Please return each line of the listing below exactly as written.

━━━━━━━━━━

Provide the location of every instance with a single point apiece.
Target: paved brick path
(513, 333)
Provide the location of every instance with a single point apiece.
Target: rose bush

━━━━━━━━━━

▶ **TASK RESULT**:
Provide the location of every instance with a single point apiece.
Target: paved brick path
(513, 333)
Provide the location of every instance with a single point apiece.
Target: rose bush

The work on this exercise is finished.